- _SET PROBLEM_:
Copy all of the material below exactly.

[Named region outline records]

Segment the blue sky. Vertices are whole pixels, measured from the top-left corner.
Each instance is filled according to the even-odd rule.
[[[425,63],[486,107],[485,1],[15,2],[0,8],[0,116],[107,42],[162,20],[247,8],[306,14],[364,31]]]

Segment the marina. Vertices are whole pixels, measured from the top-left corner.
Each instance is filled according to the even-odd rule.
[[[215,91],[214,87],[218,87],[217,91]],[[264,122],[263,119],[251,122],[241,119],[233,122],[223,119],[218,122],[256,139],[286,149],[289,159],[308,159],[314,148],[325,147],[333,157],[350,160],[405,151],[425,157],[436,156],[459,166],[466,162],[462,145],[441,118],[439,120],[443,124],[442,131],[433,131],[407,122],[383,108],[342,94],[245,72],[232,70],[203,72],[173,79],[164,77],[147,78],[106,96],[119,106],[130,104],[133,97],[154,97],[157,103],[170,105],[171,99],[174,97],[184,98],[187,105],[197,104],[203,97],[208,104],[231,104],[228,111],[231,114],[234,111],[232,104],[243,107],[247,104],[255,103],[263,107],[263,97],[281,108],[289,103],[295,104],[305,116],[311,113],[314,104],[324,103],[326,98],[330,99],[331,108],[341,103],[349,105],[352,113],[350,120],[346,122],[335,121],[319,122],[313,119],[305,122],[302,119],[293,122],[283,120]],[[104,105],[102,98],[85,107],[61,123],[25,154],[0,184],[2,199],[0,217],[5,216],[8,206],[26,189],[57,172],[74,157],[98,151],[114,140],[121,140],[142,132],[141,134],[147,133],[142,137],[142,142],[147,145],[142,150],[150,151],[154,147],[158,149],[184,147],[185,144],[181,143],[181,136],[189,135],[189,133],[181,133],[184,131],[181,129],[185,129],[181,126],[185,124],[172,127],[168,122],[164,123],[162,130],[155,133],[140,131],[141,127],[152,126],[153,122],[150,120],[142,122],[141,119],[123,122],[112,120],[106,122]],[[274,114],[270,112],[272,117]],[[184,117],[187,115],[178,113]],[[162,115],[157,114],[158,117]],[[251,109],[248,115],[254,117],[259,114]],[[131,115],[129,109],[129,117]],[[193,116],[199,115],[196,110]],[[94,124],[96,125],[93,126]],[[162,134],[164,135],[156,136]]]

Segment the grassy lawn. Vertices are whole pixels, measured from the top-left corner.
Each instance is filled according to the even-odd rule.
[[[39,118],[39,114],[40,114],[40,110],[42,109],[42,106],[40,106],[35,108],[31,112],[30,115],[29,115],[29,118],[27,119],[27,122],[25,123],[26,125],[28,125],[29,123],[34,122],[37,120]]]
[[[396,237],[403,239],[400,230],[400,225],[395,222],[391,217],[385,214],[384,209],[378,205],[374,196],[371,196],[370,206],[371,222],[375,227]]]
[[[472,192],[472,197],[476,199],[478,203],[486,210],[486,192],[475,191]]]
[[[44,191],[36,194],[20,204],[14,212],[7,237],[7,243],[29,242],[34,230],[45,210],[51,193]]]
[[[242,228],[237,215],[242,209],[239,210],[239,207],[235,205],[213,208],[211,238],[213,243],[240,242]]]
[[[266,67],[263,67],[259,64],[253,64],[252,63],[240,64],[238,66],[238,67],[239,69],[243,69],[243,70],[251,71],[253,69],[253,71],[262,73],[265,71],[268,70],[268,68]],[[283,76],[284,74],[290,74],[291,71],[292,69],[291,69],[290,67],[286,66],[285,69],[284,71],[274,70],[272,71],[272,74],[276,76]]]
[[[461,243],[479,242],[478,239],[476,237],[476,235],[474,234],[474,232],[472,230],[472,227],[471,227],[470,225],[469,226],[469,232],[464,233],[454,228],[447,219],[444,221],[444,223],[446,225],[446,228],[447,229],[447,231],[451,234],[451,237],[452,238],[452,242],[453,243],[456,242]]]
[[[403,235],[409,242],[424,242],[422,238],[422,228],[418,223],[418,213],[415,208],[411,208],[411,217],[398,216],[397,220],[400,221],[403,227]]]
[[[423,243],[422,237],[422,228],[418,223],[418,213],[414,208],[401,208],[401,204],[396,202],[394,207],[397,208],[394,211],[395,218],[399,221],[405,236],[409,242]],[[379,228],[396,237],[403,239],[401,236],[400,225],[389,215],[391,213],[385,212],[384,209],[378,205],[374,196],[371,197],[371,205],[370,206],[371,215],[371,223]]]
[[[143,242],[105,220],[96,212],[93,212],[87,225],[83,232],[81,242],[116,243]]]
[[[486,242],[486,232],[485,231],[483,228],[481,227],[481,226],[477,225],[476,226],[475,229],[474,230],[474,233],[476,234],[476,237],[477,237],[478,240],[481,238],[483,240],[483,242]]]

- _EXPECTED ANSWER_:
Segment the blue sky. Vertices are whole pixels, measured from the top-left corner.
Each instance is filled according to the even-odd rule.
[[[425,63],[486,107],[485,1],[15,2],[0,8],[0,116],[107,42],[162,20],[247,8],[306,14],[364,31]]]

Segment the marina. Vertices are whole pixels, measured from the top-left corner.
Each instance is filled according to the even-odd rule.
[[[215,91],[214,87],[218,87],[217,91]],[[264,122],[263,119],[251,122],[241,119],[233,122],[223,119],[218,122],[256,139],[286,149],[289,159],[308,159],[314,148],[325,147],[333,157],[350,160],[405,151],[425,157],[436,156],[459,166],[466,162],[462,145],[441,118],[439,120],[443,124],[442,131],[433,131],[407,122],[383,108],[342,94],[245,72],[232,70],[203,72],[173,79],[164,77],[147,78],[106,96],[119,106],[130,104],[133,97],[154,97],[157,103],[170,105],[171,99],[174,97],[184,98],[187,105],[197,104],[203,97],[208,104],[231,104],[228,111],[231,114],[234,111],[232,104],[243,107],[247,104],[255,103],[263,107],[263,97],[281,108],[289,103],[295,104],[305,116],[311,113],[314,104],[324,103],[326,98],[330,99],[331,108],[341,103],[349,105],[352,113],[350,120],[346,122],[335,121],[319,122],[313,119],[305,122],[302,119],[293,122],[283,120]],[[104,105],[102,98],[85,107],[61,123],[25,154],[0,184],[2,199],[0,217],[5,216],[8,206],[26,189],[57,172],[74,157],[98,151],[114,140],[121,140],[142,132],[141,134],[147,133],[142,137],[142,142],[147,145],[142,150],[150,151],[154,147],[158,149],[184,147],[185,144],[181,143],[181,136],[189,135],[189,133],[181,133],[184,131],[181,129],[185,129],[181,126],[185,124],[172,127],[168,122],[164,123],[162,130],[155,133],[140,131],[141,127],[152,126],[153,122],[150,120],[142,122],[141,119],[123,122],[112,120],[106,122]],[[274,114],[270,112],[272,117]],[[184,117],[187,115],[178,113]],[[162,115],[157,114],[158,117]],[[251,109],[248,115],[254,117],[259,114]],[[131,115],[129,109],[129,117]],[[193,116],[199,115],[196,110]],[[94,124],[96,125],[93,126]],[[162,134],[164,135],[156,136]]]

Segment the grassy lawn. Vertices are whole pixels, measured from the top-left corner.
Each instance is filled according to the even-odd rule.
[[[39,118],[39,114],[40,114],[40,110],[42,109],[42,106],[40,106],[35,108],[31,112],[30,115],[29,115],[29,118],[27,119],[27,122],[25,123],[26,125],[28,125],[29,123],[34,122],[37,120]]]
[[[396,237],[403,239],[400,230],[400,225],[395,222],[391,217],[385,214],[384,209],[378,205],[374,196],[371,196],[370,206],[371,222],[375,227]]]
[[[472,192],[472,197],[476,199],[478,203],[486,210],[486,192],[475,191]]]
[[[44,191],[36,194],[20,204],[14,212],[7,237],[7,243],[29,242],[34,230],[45,210],[51,193]]]
[[[242,228],[237,215],[242,209],[239,210],[239,207],[235,205],[213,208],[211,238],[213,243],[240,242]]]
[[[266,67],[263,67],[259,64],[253,64],[252,63],[240,64],[238,66],[238,67],[239,69],[243,69],[243,70],[251,71],[253,69],[253,71],[262,73],[265,71],[268,70],[268,68]],[[283,76],[284,74],[290,74],[291,71],[292,69],[291,69],[290,67],[286,66],[285,69],[284,71],[274,70],[272,71],[272,74],[276,76]]]
[[[461,243],[479,242],[478,239],[476,237],[476,235],[474,234],[474,232],[472,230],[472,227],[471,227],[470,225],[469,226],[469,232],[464,233],[454,228],[447,219],[444,221],[444,223],[446,225],[446,228],[447,229],[447,231],[451,234],[451,237],[452,238],[452,242],[453,243],[456,242]]]
[[[403,235],[409,242],[424,242],[422,238],[422,228],[418,223],[418,213],[415,208],[411,208],[411,217],[398,216],[397,220],[400,221],[403,227]]]
[[[423,243],[422,237],[422,228],[418,223],[418,213],[414,208],[401,208],[401,204],[396,202],[394,207],[397,208],[394,211],[395,218],[399,221],[405,236],[409,242]],[[379,228],[396,237],[403,239],[401,236],[400,225],[389,215],[391,213],[385,212],[384,209],[378,205],[374,196],[371,197],[371,205],[370,206],[371,215],[371,223]]]
[[[143,242],[105,220],[96,212],[93,212],[87,225],[83,232],[81,242],[116,243]]]
[[[486,242],[486,232],[485,231],[483,228],[481,227],[481,226],[477,225],[476,226],[475,229],[474,230],[474,233],[476,234],[476,237],[477,237],[478,240],[481,238],[483,240],[483,242]]]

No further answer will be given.